(SOURCE PASSAGE):
Prince He of the First Rank
- Tenure: 20 March 1733 – 2 September 1770
- Predecessor: peerage created
- Successor: Yongbi
- Born: 5 January 1712
- Died: 2 September 1770 (aged 58)
- Consorts: Lady Ujaku
- Issue: Yongbi, Prince Heqin of the First Rank Yongbin Yonghuan Yongkun Yongzeng Princess Hewan of the Second Rank

Names
- Aisin Gioro Hongzhou (愛新覺羅·弘晝)

Posthumous name
- Prince Hegong of the First Rank (和恭親王)
- House: Aisin Gioro
- Father: Yongzheng Emperor
- Mother: Imperial Noble Consort Chunque

= Hongzhou, Prince He =

Manchu prince of the Qing dynasty (1712-1770)

Hongzhou (Manchu:, Mölendroff: hungjeo; 5 January 1712 - 2 September 1770), formally known as Prince He, was a Manchu prince of the Qing dynasty.

==Life==
Hongzhou was born in the Manchu Aisin Gioro clan as the fifth son of the Yongzheng Emperor. His mother was Imperial Noble Consort Chunque (纯悫皇贵妃) of the Geng (耿) clan, who was the daughter of Geng Dejin (耿德金), a guanling (內管領) in the Qing imperial court.

Hongzhou was granted the title "Prince He of the First Rank" (和碩和親王) in 1733. In his childhood, he was adopted and raised by Empress Xiaojingxian. Unlike his brothers Hongli and Hongshi, Hongzhou chose to avoid being involved in rivalry over the succession to their father's throne. He was known to have pretended to be crazy and feminine.

== Family ==
Primary Consort

- Imperial Princess Consort Hegong, of the Ujaku clan (和恭亲王福晋 烏扎庫氏)

(WHAT TO DO): Continue the article on Hongzhou, Prince He, from the point where it stops.

(DATA EXTRACTS):
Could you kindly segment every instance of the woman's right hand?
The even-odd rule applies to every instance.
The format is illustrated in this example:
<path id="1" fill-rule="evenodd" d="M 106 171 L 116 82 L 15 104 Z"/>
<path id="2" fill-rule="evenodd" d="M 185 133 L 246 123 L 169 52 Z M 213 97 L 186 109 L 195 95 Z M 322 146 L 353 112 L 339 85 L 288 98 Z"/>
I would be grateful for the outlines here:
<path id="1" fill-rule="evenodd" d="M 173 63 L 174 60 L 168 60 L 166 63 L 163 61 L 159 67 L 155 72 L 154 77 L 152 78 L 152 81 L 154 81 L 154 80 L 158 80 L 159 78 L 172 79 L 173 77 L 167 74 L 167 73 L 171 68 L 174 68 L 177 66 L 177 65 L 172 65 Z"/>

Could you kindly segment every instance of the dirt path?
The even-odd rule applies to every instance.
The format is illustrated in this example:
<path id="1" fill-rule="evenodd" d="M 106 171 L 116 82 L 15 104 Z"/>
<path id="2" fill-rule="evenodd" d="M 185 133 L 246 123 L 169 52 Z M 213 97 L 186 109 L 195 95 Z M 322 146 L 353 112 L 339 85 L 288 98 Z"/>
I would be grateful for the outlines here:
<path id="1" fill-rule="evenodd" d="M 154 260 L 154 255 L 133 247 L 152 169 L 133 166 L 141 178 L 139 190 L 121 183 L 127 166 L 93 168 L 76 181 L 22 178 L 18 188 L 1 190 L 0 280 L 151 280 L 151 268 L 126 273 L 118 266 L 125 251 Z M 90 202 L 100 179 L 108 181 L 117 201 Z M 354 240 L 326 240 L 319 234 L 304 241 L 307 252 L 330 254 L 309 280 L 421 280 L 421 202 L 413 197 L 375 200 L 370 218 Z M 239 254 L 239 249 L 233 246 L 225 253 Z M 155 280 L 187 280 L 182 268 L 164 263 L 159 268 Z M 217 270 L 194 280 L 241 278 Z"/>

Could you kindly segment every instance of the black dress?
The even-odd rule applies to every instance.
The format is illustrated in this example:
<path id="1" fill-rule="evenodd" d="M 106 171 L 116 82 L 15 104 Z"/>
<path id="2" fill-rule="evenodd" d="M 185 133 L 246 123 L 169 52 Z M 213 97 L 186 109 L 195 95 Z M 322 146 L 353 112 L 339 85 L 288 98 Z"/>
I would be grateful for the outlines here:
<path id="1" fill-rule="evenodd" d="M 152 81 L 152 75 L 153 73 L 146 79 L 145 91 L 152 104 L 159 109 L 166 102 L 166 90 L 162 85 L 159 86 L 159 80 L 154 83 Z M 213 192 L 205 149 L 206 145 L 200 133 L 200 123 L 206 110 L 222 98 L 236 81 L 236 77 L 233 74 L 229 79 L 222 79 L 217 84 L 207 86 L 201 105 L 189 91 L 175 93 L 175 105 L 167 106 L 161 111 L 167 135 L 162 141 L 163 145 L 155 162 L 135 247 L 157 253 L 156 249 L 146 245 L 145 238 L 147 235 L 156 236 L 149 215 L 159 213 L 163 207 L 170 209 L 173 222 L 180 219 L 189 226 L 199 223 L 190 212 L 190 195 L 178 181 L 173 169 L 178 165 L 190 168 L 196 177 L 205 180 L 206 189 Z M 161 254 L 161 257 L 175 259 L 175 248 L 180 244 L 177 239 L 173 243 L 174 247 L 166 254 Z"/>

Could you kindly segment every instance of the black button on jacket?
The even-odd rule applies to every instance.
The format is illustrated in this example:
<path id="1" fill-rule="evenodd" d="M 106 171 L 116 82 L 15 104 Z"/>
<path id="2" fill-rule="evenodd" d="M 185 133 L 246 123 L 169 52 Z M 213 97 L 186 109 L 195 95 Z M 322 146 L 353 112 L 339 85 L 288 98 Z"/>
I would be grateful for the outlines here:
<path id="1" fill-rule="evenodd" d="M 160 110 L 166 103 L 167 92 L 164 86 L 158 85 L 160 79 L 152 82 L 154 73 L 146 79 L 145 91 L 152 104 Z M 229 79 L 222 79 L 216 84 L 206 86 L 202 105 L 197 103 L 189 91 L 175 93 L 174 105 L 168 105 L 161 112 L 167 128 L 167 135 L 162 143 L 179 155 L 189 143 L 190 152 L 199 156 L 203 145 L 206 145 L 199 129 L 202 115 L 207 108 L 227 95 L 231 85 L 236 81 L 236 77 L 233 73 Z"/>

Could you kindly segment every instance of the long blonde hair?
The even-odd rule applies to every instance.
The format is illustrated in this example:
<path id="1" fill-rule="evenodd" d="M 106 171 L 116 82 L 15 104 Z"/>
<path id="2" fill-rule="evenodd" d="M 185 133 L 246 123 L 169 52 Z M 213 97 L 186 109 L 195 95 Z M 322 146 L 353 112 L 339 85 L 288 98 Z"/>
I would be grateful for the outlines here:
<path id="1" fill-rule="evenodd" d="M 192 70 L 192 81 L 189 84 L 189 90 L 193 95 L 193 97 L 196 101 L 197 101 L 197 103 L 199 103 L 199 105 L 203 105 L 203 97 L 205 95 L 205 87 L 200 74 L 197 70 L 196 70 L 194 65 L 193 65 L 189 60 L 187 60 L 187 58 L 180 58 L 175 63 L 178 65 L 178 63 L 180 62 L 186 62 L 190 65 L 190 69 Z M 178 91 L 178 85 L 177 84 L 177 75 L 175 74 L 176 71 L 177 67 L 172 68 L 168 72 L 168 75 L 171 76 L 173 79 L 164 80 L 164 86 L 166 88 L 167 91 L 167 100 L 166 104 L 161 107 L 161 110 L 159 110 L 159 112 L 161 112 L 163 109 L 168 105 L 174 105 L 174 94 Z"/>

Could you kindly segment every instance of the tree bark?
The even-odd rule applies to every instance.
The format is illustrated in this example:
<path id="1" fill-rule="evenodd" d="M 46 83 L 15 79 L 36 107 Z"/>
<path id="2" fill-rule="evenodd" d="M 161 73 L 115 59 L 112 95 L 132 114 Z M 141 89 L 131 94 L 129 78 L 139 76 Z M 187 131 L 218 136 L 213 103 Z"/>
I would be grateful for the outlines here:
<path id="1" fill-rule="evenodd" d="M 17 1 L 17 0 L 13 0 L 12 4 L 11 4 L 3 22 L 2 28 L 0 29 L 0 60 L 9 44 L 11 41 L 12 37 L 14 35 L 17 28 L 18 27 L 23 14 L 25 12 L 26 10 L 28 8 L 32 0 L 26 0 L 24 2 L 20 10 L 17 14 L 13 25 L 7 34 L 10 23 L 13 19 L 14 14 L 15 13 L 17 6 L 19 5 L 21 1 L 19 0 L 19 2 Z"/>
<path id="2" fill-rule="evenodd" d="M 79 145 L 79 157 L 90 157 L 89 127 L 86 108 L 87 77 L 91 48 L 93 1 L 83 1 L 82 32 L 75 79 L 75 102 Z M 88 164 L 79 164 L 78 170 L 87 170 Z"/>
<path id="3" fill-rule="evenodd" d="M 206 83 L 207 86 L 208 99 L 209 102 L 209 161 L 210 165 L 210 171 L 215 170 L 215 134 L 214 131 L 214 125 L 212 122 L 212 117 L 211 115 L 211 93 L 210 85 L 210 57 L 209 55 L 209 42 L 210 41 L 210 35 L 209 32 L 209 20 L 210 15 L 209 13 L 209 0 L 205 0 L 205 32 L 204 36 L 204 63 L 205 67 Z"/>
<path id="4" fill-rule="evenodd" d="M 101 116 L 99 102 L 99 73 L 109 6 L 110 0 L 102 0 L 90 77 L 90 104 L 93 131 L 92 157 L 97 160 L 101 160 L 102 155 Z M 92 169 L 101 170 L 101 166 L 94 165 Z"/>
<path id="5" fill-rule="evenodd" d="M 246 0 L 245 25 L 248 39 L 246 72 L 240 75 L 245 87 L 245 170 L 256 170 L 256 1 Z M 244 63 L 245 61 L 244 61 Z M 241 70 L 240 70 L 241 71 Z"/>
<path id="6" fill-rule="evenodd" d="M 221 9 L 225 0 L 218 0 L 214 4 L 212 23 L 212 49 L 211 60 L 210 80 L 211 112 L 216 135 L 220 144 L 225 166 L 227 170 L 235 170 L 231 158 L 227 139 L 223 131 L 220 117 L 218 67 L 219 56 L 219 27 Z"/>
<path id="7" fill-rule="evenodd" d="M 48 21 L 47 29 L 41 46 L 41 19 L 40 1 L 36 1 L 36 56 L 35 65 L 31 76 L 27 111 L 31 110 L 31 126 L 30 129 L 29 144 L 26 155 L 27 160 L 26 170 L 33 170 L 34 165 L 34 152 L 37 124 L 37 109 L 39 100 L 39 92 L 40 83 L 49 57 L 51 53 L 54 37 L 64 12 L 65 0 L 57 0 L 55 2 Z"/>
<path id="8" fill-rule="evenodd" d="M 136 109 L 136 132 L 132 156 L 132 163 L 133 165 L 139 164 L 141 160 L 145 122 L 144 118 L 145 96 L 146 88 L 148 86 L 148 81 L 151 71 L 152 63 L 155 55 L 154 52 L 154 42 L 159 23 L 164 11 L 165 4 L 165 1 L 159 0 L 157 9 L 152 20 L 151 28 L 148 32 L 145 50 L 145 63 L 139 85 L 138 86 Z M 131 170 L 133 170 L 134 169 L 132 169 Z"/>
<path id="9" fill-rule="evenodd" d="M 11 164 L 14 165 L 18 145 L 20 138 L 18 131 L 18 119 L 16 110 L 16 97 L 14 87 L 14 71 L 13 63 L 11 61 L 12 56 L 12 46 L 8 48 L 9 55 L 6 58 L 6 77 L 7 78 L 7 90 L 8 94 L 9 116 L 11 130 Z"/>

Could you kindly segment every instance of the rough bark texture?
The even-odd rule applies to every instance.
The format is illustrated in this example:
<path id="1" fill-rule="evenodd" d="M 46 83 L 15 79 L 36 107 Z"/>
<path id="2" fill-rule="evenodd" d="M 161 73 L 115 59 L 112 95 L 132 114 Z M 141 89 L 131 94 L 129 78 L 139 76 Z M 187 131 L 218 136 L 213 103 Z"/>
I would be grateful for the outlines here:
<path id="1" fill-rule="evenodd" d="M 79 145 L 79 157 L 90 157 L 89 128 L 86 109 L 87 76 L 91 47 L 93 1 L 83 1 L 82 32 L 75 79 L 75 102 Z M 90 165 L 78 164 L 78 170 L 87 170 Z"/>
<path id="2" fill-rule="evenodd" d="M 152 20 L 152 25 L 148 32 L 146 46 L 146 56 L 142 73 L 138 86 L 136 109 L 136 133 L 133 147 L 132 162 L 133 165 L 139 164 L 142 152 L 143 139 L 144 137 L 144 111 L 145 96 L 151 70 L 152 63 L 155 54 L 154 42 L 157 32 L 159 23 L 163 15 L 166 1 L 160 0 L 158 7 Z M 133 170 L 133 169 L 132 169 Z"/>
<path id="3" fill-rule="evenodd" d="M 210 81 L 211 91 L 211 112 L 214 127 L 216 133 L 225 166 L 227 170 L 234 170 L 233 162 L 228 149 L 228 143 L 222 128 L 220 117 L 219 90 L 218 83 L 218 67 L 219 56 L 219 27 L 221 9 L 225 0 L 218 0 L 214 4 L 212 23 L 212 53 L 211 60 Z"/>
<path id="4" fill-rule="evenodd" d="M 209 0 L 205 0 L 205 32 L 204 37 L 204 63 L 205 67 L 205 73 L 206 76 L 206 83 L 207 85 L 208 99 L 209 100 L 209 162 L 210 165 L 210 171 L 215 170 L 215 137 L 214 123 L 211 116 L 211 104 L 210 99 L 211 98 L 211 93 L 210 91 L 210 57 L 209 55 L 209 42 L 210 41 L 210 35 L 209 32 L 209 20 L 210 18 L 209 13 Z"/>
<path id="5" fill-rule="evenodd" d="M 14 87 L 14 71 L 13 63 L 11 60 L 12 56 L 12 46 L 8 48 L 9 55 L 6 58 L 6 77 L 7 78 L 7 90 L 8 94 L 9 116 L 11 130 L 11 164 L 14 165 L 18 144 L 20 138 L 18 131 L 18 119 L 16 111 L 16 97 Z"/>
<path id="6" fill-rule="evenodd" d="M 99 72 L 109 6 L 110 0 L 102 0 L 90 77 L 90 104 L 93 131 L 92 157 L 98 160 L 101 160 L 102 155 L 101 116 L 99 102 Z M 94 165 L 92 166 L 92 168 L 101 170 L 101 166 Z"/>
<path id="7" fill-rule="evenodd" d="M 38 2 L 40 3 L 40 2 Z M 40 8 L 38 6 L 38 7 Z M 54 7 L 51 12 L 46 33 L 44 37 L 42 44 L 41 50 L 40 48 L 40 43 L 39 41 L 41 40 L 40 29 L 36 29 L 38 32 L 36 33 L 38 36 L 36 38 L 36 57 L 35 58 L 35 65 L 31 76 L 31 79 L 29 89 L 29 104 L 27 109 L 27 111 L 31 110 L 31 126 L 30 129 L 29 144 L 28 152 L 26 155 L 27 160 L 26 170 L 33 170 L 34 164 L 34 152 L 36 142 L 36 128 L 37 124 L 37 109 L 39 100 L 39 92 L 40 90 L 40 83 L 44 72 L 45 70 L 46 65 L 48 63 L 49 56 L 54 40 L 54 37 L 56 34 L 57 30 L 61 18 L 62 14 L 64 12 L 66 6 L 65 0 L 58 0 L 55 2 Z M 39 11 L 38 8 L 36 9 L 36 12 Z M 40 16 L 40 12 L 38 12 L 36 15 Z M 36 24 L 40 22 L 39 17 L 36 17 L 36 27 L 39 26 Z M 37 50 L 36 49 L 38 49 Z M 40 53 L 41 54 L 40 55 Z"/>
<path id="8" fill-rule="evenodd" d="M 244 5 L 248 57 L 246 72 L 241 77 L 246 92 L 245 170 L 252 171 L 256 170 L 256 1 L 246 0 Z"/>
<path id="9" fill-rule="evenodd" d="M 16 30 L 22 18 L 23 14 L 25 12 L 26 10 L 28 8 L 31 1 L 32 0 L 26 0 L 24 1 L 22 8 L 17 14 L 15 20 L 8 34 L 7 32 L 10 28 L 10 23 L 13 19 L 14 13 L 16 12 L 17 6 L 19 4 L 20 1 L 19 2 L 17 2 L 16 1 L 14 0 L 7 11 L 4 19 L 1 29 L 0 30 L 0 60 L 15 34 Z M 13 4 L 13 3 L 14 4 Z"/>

(RESULT OF THIS TASK):
  - Yongying (永瑛; 17 May 1731 – 28 July 1732), first son
  - Yongbi, Prince Heqin of the First Rank (和勤親王 永璧/和勤亲王 永壁; 23 July 1733 – 4 April 1772), second son
  - Princess Hewan of the Second Rank (和碩和婉公主; 24 July 1734 – 2 May 1760), first daughter
    - Married Deleke (德勒克; d. 1794) of the Barin Borjigit clan on 13 January 1751
  - Yongbin, General of the First Rank (鎮國將軍 永瑸; 24 December 1735 – 2 February 1799), fourth son
  - Fifth son (14 January 1739 – 20 June 1739)
  - Yongkun, Duke of the Fourth Rank (不入八分輔國公 永琨; 11 March 1743 – 16 February 1803), seventh son
  - Yongzeng (永璔; 19 September 1745 – 5 July 1768), eighth son

Secondary Consort

- Secondary consort, of the Janggiya clan (側福晉 章佳氏)
  - Third son (22 May 1734 – 31 December 1734)
- Secondary consort, of the Cui clan (側福晉 崔氏)
  - Yonghuan, General of the First Rank (鎮國將軍 永瑍; 7 July 1740 – 3 November 1783), sixth son

==In fiction and popular culture==
- Portrayed by Wang Xiao in Ruyi's Royal Love in the Palace (2018)
- Portrayed by Hong Yao in Story of Yanxi Palace (2018)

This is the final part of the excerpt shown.